== Provided material ==

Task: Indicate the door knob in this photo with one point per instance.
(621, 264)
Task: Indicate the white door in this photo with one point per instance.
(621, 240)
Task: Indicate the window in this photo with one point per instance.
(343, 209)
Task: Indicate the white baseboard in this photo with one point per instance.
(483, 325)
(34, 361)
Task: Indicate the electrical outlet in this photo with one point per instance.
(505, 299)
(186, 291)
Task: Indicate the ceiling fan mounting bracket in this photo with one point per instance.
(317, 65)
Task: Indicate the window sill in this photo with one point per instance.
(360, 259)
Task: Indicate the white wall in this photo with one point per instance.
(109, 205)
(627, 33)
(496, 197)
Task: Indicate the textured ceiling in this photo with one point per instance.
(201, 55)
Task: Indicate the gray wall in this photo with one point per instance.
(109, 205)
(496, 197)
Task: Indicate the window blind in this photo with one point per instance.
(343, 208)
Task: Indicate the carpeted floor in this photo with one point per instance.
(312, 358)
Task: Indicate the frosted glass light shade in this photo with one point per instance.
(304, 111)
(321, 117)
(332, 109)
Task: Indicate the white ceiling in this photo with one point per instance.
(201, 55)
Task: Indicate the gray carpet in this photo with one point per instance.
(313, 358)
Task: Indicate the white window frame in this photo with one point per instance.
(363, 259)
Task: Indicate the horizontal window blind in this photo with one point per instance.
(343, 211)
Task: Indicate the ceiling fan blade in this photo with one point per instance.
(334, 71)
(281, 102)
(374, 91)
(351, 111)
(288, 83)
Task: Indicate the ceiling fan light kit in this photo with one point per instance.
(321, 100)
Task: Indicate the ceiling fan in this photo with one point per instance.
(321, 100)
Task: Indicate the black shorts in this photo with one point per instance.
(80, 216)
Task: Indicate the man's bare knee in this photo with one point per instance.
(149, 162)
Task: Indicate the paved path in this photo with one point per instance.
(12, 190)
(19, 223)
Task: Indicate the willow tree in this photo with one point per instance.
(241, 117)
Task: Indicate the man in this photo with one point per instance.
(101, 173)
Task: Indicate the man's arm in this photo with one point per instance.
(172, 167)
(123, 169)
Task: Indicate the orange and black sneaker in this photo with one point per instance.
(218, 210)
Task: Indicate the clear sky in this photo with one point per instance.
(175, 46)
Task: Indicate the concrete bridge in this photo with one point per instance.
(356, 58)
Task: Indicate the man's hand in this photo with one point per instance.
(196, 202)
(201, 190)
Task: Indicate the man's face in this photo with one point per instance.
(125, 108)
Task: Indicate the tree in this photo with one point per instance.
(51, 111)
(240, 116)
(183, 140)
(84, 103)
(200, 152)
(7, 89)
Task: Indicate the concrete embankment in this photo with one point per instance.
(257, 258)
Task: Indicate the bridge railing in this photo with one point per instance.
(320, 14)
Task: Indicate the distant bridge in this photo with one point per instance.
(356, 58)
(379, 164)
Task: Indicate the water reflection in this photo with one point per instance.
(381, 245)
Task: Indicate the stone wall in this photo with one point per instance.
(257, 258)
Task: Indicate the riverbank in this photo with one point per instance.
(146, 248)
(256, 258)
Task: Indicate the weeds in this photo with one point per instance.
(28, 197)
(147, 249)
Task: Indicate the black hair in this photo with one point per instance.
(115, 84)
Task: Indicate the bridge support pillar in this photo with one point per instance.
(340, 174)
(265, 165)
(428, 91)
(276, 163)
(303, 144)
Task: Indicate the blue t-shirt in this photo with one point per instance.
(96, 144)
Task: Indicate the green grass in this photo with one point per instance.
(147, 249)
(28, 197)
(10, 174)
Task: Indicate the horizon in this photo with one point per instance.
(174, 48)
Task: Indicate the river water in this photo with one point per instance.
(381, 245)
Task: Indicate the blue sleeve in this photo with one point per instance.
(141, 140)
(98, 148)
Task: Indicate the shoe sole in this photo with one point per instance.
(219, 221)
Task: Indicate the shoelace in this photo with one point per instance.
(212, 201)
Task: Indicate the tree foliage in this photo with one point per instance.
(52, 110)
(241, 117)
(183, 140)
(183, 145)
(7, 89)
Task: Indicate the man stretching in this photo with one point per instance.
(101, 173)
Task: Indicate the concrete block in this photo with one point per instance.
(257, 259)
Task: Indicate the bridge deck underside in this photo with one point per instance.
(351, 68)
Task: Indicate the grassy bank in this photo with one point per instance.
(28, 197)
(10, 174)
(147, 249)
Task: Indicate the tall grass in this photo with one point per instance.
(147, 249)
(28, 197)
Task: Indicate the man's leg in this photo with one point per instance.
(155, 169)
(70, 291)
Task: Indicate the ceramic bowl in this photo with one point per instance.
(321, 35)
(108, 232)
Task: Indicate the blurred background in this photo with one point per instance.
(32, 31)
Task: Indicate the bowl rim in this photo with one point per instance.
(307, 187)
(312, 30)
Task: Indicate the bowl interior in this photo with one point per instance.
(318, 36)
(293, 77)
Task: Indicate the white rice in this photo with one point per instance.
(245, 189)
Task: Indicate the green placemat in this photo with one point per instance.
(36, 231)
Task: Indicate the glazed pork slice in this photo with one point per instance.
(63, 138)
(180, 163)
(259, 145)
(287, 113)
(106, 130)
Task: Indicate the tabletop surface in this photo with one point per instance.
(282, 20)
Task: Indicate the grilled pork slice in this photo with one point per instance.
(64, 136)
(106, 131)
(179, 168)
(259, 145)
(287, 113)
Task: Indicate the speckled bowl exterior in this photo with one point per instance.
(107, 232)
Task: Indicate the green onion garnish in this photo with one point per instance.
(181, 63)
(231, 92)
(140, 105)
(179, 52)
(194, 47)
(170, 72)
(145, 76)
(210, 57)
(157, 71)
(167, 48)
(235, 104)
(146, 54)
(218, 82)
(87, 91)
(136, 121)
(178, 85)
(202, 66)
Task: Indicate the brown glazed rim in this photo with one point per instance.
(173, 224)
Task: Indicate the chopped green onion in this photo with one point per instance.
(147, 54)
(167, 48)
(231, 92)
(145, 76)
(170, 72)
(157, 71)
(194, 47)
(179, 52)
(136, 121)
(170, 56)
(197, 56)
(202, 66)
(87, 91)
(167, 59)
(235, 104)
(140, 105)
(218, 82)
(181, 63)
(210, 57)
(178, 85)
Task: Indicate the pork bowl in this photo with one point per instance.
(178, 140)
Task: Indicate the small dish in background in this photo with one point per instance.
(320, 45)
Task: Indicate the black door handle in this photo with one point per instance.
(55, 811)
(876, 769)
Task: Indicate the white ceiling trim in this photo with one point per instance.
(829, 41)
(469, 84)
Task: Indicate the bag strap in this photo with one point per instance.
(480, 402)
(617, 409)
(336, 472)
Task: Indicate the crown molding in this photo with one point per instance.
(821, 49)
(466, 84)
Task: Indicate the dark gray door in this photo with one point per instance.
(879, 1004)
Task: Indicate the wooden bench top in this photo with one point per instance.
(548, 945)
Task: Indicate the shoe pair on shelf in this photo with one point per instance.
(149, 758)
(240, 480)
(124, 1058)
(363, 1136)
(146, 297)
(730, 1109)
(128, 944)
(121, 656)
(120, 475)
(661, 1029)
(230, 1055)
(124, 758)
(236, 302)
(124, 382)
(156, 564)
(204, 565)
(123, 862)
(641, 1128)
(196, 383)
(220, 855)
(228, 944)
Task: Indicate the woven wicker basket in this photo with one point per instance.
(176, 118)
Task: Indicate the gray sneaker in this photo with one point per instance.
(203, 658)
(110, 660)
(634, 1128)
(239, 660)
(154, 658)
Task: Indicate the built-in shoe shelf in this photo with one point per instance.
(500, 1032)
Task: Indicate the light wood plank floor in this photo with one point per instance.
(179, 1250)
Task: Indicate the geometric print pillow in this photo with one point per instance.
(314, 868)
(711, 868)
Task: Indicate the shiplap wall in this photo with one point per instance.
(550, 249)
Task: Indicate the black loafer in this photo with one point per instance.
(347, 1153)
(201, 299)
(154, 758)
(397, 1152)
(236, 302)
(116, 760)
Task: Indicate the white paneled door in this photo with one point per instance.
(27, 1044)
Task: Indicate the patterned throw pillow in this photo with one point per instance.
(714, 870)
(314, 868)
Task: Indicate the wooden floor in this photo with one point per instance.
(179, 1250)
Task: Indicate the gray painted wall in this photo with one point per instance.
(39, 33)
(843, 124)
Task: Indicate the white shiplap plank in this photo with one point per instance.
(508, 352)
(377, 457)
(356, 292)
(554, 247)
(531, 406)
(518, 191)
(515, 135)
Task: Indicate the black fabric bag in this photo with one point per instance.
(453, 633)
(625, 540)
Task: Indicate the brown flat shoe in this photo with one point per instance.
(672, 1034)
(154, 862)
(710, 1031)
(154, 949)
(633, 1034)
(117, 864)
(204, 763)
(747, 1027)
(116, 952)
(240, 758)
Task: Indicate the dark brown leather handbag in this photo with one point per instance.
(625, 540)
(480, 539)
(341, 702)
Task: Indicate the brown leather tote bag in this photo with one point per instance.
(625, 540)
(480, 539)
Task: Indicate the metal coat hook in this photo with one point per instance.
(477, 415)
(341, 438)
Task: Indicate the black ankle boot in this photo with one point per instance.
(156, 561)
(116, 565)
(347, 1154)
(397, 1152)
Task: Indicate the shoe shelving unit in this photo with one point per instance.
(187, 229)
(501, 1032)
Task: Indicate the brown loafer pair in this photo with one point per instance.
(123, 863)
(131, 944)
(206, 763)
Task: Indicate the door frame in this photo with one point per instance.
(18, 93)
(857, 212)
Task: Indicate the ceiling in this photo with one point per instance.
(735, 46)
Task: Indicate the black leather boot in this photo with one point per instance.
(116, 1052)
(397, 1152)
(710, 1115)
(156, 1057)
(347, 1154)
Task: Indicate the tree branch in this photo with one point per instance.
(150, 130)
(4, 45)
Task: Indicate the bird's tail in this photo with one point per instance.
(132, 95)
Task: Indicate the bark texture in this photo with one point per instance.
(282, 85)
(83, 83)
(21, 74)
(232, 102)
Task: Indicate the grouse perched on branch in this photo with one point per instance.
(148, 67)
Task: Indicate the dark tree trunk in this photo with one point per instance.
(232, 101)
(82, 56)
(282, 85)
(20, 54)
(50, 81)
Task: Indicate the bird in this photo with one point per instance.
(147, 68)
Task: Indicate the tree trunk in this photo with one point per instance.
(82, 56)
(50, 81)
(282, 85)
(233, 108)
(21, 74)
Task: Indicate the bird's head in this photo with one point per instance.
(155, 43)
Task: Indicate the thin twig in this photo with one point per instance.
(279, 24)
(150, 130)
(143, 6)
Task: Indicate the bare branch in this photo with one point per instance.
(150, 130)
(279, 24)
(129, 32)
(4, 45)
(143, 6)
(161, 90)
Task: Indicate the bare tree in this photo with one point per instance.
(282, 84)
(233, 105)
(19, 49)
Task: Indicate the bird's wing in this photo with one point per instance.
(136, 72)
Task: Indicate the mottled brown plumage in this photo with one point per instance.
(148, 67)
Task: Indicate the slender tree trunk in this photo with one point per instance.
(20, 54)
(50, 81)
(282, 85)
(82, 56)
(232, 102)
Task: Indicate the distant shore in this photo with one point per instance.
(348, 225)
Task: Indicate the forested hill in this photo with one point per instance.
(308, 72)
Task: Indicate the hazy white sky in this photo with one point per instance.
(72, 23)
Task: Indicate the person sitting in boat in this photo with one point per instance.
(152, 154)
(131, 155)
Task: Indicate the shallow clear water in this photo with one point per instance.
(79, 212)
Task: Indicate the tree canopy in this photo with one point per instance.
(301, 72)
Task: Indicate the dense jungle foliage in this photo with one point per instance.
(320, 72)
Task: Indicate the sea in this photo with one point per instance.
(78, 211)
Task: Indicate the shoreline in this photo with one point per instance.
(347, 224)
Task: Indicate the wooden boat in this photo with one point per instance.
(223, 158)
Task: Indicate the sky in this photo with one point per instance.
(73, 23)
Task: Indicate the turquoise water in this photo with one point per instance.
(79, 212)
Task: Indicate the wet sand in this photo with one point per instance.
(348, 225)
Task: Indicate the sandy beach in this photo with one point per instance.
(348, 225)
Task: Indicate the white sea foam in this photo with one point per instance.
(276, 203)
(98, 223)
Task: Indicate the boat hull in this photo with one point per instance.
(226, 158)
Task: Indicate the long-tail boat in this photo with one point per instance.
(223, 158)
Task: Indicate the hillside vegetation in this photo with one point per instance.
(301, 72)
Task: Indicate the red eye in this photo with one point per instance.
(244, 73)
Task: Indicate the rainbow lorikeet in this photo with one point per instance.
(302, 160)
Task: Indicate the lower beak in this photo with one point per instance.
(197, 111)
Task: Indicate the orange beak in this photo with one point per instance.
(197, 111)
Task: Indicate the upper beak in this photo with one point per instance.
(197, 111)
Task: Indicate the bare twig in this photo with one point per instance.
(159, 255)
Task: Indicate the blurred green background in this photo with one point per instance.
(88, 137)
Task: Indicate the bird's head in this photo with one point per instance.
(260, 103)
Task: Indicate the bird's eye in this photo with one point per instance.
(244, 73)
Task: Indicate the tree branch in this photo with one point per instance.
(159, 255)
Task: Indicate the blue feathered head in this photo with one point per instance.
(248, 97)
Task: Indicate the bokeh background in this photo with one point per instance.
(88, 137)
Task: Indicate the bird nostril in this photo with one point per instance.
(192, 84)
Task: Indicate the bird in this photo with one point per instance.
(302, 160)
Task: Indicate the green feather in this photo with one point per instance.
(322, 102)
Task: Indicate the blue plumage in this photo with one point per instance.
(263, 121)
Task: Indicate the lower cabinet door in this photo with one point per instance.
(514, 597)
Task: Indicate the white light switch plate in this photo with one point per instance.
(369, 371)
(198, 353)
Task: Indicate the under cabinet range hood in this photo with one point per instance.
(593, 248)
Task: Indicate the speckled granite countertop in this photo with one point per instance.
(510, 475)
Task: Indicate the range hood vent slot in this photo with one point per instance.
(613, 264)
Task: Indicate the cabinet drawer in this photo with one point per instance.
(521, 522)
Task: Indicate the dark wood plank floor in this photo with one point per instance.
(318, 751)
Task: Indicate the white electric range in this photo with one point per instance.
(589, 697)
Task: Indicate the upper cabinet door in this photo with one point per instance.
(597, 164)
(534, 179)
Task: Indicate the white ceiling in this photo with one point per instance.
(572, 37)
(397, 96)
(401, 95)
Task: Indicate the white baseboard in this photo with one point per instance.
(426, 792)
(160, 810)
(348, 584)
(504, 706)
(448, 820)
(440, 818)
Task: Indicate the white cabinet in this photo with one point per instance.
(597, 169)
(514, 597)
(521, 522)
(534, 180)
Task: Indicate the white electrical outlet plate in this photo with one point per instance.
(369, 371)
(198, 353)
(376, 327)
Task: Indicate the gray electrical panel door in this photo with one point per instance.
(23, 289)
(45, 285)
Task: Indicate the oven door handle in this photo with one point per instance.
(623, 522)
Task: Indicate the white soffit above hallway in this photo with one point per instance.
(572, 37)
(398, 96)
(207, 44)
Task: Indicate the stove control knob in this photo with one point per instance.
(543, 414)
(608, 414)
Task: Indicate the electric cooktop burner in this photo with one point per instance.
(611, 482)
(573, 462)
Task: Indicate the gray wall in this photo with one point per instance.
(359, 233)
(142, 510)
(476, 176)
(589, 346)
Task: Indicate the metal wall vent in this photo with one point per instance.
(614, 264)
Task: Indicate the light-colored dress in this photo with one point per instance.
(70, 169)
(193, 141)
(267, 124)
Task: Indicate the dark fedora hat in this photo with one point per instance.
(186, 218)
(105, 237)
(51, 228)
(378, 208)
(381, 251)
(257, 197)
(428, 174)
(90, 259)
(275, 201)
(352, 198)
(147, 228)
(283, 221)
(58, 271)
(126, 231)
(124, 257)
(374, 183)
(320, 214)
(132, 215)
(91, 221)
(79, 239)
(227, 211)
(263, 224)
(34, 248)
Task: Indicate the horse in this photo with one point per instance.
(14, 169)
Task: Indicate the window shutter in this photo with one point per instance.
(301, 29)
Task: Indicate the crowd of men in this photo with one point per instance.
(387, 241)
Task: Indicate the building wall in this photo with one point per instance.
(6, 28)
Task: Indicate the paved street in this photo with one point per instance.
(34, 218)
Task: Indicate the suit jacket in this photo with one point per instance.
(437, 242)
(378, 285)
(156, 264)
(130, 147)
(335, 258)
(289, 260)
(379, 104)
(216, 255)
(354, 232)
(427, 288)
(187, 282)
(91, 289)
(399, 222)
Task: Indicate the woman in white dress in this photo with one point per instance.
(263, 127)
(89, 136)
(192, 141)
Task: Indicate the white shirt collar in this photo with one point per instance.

===

Exercise aim
Could you give again exactly the lines from the line containing "Task: Indicate the window shutter" through the final line of the data above, and no others?

Result for this exercise
Task: Indicate the window shutter in this photo with one point per instance.
(301, 29)
Task: Indicate the crowd of men in this photo with one point per instance.
(387, 241)
Task: Indicate the building wall in this photo with one point per instance.
(6, 28)
Task: Indicate the paved street in this photo with one point per instance.
(34, 218)
Task: Indicate the suit jacket in this photo with one point per instance.
(437, 242)
(378, 285)
(156, 264)
(130, 147)
(335, 258)
(289, 260)
(379, 104)
(216, 255)
(354, 232)
(427, 288)
(187, 282)
(91, 289)
(399, 222)
Task: Indicate the woman in white dress in this photo with one point per instance.
(263, 127)
(89, 136)
(192, 141)
Task: Indicate the white shirt collar in this photo with one point per instance.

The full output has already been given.